__Objective__. Count the lines of the material below that contain the string "Target", and give only the number.

__Exercise inputs__.
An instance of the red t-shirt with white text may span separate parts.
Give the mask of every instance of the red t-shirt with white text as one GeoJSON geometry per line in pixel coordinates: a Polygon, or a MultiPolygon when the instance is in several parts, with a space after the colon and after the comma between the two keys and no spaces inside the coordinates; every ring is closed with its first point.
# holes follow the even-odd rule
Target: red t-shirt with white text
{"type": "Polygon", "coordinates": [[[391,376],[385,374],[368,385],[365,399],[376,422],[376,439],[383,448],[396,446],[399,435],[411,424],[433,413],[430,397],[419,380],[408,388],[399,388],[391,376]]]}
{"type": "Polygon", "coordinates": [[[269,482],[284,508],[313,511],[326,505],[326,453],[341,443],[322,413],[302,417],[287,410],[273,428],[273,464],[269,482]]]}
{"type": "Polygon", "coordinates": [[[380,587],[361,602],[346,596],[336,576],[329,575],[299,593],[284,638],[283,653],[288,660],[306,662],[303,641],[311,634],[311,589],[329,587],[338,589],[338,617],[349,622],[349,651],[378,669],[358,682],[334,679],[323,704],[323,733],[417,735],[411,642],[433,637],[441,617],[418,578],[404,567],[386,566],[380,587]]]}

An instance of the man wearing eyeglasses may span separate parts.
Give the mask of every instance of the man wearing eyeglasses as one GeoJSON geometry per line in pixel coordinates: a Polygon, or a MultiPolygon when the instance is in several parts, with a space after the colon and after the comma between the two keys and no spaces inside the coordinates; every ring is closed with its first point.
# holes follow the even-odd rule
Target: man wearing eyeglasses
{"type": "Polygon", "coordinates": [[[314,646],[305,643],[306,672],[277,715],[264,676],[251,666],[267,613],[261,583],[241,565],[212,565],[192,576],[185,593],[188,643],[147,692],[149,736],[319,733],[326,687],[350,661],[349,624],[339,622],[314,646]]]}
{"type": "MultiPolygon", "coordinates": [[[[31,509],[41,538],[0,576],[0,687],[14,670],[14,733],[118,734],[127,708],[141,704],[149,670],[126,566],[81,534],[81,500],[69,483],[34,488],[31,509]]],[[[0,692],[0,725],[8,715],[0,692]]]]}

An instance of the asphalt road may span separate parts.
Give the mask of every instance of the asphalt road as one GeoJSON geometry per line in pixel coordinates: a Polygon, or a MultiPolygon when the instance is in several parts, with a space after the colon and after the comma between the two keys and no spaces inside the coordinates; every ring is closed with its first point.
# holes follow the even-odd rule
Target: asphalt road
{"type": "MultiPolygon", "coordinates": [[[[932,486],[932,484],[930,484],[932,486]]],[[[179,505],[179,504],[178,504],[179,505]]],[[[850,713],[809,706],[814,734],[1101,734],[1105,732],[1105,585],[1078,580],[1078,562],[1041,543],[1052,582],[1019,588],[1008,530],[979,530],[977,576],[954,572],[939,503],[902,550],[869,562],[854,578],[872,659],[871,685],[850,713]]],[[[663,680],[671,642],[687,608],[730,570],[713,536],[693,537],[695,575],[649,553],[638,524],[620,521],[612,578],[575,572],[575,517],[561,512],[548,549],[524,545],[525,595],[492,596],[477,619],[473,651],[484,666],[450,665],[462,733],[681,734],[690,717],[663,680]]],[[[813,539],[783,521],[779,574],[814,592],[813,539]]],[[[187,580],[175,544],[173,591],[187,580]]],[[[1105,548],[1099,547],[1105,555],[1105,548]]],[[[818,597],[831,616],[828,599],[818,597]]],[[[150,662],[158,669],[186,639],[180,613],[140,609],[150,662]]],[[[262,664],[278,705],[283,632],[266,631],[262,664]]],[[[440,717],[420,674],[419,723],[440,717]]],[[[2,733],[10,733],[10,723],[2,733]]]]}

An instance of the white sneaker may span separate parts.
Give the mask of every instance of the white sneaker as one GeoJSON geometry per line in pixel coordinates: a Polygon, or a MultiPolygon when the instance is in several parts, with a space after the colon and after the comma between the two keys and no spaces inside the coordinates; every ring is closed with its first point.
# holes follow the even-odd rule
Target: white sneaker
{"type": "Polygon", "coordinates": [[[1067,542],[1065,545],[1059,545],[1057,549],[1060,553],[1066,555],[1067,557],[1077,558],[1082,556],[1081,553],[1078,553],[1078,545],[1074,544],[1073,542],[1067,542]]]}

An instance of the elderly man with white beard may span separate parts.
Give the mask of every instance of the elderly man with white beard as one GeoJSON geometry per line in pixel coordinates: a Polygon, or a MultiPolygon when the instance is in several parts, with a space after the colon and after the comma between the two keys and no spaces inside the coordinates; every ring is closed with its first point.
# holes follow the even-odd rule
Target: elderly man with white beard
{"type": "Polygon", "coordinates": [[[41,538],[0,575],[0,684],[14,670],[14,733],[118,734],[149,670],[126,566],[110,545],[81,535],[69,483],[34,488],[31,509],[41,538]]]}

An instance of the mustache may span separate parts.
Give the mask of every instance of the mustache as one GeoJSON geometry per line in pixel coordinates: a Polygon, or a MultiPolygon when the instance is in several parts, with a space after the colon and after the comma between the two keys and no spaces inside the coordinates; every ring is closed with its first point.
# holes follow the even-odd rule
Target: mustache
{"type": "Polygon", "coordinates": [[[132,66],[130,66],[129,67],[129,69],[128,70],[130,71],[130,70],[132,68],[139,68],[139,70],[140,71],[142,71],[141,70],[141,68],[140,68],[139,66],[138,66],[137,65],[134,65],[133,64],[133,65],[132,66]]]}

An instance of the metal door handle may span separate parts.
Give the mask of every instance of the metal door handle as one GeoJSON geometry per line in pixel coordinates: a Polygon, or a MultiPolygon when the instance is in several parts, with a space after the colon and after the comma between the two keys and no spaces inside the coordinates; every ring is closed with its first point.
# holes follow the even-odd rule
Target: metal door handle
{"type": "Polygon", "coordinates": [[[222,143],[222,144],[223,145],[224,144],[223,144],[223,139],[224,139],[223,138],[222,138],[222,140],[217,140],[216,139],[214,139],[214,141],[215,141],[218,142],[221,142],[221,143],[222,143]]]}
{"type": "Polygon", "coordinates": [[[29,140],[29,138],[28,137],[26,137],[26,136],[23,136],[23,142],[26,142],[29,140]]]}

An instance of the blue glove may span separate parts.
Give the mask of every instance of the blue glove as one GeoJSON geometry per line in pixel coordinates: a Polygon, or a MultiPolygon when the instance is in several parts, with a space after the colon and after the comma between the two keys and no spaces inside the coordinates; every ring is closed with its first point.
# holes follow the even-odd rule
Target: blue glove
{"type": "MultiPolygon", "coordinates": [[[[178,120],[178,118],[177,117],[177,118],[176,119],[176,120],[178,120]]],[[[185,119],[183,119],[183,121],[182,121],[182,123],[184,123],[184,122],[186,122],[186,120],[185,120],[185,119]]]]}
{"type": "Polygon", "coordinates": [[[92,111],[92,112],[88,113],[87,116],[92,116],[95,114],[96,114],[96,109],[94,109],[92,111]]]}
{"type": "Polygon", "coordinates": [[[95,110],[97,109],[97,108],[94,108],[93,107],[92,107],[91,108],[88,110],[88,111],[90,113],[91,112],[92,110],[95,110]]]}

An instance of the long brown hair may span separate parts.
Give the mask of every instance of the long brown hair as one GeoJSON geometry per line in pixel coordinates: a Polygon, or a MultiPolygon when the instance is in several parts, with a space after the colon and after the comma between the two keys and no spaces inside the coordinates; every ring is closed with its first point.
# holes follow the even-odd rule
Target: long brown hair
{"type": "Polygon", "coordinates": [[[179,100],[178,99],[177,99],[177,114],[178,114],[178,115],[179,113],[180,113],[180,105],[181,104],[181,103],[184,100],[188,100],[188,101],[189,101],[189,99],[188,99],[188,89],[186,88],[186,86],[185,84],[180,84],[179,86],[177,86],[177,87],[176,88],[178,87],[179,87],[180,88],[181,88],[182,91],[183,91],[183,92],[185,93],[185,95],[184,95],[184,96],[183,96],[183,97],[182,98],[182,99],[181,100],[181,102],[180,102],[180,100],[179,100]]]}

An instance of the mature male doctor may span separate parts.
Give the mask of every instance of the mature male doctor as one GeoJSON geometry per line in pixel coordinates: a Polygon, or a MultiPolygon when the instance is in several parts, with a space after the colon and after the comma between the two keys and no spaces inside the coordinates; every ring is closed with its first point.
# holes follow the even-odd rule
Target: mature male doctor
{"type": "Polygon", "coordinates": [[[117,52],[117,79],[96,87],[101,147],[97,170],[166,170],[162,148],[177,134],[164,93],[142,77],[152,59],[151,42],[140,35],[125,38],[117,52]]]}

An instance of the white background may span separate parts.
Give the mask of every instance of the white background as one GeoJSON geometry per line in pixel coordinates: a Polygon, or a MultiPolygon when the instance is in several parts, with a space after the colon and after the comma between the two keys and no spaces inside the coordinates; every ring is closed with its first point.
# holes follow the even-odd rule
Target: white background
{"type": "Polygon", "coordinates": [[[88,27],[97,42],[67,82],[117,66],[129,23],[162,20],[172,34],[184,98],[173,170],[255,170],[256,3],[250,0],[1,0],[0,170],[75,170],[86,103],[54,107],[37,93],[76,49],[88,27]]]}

__Response to the exercise__. 11